··· Excerpted text ···
I also posted it on the 6th,they said they received it on the 7th. Still no sign of it. 3 phone calls later we are still none the wiser! Mortgage due tomorrow so probably wont see it this week. Quick enough to take our money not so quick with refunding it!


----------



## tom bonass (25 Aug 2015)

Seems to be  inconsistencies here. They received our forms on 11th August our mortgage comes out on 12th but we received the refund on 21st anyway which was bang on time.


----------



## joe351980 (25 Aug 2015)

I posted my letter on the 5th, ptsb received on the 6th. I had written a small cheque on thurs the 13th as I had rang ptsb and was told money would be in on friday 14th. On thurs 20th still no funds in account and realised not enough in account to clear cheque. I rang ptsb and told them this was unacceptable, I stayed on the line for over an hour as I was waiting for confirmation that the cheque would be honored. They kept saying that they couldn't as there was insufficient funds and someone would ring me back. I wouldn't accept this and eventually someone told me the comp would be paid within 2 hours and the redress within 2 days. I suggest not taking anything said at face value


----------



## AppleSun (26 Aug 2015)

I am just off the phone from them. My forms were received by them on the 7th. I rang on the 18th, was told it was being processed that day and that it would be a few days until it showed up in my bank. Have now been told that there is a delay in the department issuing the refund. Customer service don't know what is causing it but have been told to say above, and that there is no time line other than it should be 'Sooner rather than later'.....


----------



## damien (26 Aug 2015)
··· Provided records ···
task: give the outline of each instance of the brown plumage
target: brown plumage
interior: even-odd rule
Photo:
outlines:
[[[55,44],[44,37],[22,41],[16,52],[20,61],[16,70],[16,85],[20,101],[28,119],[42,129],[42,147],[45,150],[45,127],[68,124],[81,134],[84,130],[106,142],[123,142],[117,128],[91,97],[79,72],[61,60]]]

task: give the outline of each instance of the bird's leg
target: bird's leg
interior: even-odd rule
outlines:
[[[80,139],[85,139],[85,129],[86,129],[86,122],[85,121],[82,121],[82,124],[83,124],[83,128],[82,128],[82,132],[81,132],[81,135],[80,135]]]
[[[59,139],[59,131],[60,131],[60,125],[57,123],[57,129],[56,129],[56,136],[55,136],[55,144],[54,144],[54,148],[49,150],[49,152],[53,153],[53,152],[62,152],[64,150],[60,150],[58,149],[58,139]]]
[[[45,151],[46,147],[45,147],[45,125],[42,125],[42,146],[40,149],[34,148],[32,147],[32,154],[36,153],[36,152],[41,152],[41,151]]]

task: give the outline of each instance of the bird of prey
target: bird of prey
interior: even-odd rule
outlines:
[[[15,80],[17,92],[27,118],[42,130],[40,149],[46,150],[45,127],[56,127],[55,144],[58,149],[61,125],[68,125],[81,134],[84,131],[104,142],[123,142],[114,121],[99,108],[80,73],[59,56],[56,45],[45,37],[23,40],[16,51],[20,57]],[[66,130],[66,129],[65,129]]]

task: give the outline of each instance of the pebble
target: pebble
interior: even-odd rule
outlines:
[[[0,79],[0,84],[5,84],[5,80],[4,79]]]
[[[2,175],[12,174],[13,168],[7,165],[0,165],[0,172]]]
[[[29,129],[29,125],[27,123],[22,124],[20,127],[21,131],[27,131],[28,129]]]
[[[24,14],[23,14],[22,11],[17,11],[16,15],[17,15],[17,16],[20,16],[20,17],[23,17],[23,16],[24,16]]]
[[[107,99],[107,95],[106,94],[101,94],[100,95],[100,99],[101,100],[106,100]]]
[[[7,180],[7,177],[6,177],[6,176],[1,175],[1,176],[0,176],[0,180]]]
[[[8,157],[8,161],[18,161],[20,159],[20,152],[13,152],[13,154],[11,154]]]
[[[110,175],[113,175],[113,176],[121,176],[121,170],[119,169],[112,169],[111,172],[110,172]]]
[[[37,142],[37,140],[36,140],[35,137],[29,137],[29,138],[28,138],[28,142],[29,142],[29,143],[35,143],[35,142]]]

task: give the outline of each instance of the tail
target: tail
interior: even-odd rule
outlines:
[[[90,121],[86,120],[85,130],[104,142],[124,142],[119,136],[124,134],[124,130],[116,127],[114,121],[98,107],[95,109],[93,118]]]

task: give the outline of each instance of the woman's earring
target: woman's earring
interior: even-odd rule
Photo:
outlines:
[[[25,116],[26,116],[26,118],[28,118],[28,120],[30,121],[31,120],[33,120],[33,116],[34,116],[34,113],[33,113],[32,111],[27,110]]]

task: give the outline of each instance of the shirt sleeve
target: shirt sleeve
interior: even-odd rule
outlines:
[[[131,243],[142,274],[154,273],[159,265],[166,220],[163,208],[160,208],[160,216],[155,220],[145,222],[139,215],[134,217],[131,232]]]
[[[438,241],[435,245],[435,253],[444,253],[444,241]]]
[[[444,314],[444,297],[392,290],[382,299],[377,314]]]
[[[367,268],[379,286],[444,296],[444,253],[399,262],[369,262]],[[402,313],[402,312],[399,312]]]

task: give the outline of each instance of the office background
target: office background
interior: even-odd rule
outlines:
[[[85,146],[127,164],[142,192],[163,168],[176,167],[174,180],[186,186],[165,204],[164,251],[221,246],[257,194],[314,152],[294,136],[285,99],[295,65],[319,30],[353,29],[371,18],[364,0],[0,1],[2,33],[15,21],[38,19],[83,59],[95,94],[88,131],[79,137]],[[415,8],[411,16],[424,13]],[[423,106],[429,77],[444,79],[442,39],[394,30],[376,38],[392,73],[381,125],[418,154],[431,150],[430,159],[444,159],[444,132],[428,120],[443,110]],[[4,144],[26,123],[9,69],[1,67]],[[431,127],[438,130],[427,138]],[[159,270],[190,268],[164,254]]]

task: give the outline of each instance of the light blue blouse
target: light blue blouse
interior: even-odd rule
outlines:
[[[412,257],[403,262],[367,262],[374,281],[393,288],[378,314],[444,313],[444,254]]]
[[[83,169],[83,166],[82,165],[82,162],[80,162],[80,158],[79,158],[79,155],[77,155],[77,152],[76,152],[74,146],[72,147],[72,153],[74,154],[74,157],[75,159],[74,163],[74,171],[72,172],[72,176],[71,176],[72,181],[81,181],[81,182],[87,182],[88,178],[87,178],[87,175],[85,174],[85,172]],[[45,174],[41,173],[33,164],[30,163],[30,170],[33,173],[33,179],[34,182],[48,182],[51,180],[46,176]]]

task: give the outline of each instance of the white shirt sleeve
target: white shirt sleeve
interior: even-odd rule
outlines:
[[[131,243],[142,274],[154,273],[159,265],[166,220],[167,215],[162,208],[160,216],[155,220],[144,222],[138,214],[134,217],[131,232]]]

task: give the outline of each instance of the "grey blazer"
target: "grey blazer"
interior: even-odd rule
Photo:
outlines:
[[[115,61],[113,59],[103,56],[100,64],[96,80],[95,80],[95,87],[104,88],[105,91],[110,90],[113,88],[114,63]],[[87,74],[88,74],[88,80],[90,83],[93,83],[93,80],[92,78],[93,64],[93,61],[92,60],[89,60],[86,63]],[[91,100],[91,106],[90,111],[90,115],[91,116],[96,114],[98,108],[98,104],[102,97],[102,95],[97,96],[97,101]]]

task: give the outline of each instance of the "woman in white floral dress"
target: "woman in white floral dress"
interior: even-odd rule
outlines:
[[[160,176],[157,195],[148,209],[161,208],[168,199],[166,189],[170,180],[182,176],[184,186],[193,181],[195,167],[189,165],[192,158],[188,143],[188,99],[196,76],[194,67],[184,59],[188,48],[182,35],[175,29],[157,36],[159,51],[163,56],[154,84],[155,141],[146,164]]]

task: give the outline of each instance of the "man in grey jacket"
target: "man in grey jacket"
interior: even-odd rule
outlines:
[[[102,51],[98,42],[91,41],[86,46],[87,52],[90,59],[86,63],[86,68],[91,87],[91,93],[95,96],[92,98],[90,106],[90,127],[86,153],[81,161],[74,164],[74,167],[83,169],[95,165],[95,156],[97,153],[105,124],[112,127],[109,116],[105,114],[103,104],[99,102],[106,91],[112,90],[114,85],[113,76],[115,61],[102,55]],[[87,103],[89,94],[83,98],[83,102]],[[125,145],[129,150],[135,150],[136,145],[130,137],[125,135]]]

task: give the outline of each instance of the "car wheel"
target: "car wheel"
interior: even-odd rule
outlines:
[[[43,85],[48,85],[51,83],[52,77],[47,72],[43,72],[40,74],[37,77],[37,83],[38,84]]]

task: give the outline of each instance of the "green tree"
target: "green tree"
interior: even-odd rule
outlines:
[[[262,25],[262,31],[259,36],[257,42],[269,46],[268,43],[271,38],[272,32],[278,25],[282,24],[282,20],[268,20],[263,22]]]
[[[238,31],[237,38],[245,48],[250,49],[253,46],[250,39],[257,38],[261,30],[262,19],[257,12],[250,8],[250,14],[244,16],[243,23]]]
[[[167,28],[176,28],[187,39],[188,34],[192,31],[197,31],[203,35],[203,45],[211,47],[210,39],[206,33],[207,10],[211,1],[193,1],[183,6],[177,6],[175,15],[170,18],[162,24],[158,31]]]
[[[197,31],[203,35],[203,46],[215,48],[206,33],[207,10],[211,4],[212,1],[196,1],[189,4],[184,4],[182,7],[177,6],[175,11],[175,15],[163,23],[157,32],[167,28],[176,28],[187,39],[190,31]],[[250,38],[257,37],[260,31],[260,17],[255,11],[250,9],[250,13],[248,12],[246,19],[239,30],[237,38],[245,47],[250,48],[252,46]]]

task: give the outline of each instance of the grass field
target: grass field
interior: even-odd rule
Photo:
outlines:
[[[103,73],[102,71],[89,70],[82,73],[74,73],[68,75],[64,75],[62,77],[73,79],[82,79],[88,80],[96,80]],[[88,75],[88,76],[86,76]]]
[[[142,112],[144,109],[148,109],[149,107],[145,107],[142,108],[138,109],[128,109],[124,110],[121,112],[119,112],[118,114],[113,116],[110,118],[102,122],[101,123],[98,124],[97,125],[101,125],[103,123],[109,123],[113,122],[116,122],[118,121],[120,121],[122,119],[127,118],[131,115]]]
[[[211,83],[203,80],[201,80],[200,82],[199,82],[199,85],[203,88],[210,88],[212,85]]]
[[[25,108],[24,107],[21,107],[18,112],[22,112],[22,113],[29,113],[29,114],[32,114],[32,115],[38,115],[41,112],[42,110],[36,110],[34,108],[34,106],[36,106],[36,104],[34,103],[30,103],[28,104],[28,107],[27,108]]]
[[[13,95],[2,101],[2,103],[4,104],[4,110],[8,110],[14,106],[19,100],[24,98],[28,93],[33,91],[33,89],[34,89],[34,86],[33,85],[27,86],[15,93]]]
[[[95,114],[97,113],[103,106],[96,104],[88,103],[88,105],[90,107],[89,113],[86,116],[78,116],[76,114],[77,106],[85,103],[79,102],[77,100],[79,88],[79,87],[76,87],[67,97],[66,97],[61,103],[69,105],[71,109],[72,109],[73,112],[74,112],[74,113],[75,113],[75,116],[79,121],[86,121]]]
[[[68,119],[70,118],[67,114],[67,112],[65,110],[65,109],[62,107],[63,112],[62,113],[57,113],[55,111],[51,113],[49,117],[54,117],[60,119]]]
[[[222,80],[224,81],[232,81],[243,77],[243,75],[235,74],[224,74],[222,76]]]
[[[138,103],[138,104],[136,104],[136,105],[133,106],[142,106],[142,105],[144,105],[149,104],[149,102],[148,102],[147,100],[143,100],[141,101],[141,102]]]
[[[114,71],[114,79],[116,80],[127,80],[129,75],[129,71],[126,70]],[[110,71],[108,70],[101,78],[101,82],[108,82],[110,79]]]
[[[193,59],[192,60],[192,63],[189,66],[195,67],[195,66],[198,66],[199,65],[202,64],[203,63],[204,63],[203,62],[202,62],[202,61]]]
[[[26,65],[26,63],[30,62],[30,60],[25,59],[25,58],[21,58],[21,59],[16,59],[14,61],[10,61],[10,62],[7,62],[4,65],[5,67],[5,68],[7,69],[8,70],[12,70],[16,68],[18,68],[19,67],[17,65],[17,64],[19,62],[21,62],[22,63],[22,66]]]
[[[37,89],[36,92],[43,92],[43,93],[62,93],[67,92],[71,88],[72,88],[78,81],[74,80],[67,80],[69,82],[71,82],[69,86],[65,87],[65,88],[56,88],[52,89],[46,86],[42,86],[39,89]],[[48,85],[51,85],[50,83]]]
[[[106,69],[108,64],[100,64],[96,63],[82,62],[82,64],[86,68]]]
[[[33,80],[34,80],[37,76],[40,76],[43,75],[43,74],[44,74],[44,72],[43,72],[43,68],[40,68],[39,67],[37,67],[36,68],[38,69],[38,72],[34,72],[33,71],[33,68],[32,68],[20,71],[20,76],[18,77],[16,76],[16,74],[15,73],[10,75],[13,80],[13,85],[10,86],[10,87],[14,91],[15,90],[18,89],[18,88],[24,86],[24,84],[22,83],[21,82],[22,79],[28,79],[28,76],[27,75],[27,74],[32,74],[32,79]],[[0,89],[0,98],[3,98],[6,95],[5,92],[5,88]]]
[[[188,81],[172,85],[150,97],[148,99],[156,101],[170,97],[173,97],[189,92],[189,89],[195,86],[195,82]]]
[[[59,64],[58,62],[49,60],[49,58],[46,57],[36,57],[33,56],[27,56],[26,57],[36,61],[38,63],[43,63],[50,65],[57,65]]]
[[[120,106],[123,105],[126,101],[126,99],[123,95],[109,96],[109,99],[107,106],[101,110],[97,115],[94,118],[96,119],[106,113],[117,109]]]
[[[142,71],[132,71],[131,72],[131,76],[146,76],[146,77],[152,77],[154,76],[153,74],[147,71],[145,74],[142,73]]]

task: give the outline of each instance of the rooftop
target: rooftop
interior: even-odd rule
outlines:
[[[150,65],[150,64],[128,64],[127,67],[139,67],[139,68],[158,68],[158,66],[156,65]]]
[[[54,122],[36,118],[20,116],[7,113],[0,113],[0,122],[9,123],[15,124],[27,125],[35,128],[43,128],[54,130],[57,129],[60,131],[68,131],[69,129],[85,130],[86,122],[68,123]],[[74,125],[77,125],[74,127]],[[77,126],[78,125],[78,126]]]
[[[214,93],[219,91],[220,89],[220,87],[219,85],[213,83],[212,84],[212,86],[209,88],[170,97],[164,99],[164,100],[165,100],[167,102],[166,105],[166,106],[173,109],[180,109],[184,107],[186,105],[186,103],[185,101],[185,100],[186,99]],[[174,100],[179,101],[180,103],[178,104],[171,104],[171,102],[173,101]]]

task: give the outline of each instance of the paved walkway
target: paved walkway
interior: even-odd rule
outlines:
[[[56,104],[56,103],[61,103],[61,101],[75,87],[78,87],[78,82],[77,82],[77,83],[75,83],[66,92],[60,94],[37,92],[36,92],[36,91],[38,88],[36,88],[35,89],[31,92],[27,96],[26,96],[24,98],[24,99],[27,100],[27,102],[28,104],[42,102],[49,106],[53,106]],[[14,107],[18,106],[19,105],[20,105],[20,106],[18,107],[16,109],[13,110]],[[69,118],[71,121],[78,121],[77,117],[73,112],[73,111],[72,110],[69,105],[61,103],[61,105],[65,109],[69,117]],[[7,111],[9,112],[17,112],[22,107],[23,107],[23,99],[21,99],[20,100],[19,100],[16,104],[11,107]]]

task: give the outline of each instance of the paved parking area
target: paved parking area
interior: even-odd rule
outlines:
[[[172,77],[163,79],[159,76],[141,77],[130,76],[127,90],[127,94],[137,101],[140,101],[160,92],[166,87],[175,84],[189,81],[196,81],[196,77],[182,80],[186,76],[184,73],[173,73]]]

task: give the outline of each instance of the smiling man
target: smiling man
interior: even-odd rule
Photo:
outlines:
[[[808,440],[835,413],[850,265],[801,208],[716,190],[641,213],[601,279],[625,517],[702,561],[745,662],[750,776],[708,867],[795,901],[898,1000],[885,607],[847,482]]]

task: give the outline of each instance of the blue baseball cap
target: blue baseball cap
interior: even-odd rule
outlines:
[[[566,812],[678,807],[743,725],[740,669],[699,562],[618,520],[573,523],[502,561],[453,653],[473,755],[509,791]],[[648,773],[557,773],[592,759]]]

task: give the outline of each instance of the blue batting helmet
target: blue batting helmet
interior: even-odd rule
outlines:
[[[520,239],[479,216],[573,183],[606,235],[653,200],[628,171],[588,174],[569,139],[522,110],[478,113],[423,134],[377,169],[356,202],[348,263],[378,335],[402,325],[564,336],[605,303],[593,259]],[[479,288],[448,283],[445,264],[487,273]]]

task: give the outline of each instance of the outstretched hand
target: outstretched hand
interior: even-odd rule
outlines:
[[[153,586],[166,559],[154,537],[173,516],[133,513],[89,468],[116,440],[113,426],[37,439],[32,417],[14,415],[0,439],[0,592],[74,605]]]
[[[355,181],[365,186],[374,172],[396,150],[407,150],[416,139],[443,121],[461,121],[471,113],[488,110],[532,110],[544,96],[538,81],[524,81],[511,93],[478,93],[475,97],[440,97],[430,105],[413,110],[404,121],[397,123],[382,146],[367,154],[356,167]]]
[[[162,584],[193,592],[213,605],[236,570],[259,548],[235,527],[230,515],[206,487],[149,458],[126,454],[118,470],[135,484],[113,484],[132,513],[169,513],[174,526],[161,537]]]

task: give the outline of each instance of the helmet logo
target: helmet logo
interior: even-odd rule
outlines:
···
**To-do list**
1. Report every line of the records that contains the string "rooftop".
2. Write what comes next in the forum thread about delayed refunds, picking up after its final line.

**Answers to the exercise**
1.
task: give the outline of each instance of the rooftop
target: rooftop

2.
has anybody on a split mortgage received there redress payment? im getting same answer as you applesun.


----------



## AppleSun (26 Aug 2015)

damien said:


> has anybody on a split mortgage received there redress payment? im getting same answer as you applesun.


I'm on a split. Perhaps it's the issue that Padriac Kissane and brendan mentioned in another thread whereby Padraic had informed PTSB  & the central bank that they were calculating the splits wrong. Perhaps they are redoing the calcs? I requested my calculations on the 6th along with some other stuff. I have gotten everything except the calculations


----------



## Junopops (27 Aug 2015)

I got my compensation paid into my account yesterday and then the refund money went in this morning.  They seem to be paying the money back in two separate payments.


----------



## matan (27 Aug 2015)

I got mine this morning, compensation and refund of overpayment, I phoned yesterday and they said it was processed on their system Tuesday. I received three payments from them, one is in the sum of €950.00 - not sure what that is about.  Anybody else receive it in three payments rather than two?


----------



## birdie (27 Aug 2015)

I posted the form on Tuesday and received both payments today.

I received an extra €740 in the redress and an extra €60 in the compensation figure. Don't know why these figures are different. 

Has anyone else received different amounts than what was on the letter.

birdie


----------



## Suz2015 (27 Aug 2015)

Birdie, did your redress only take 2 days to b processed? Matan, are your payments exactly as quoted on letter and then a 3rd payment of 950?


----------



## birdie (28 Aug 2015)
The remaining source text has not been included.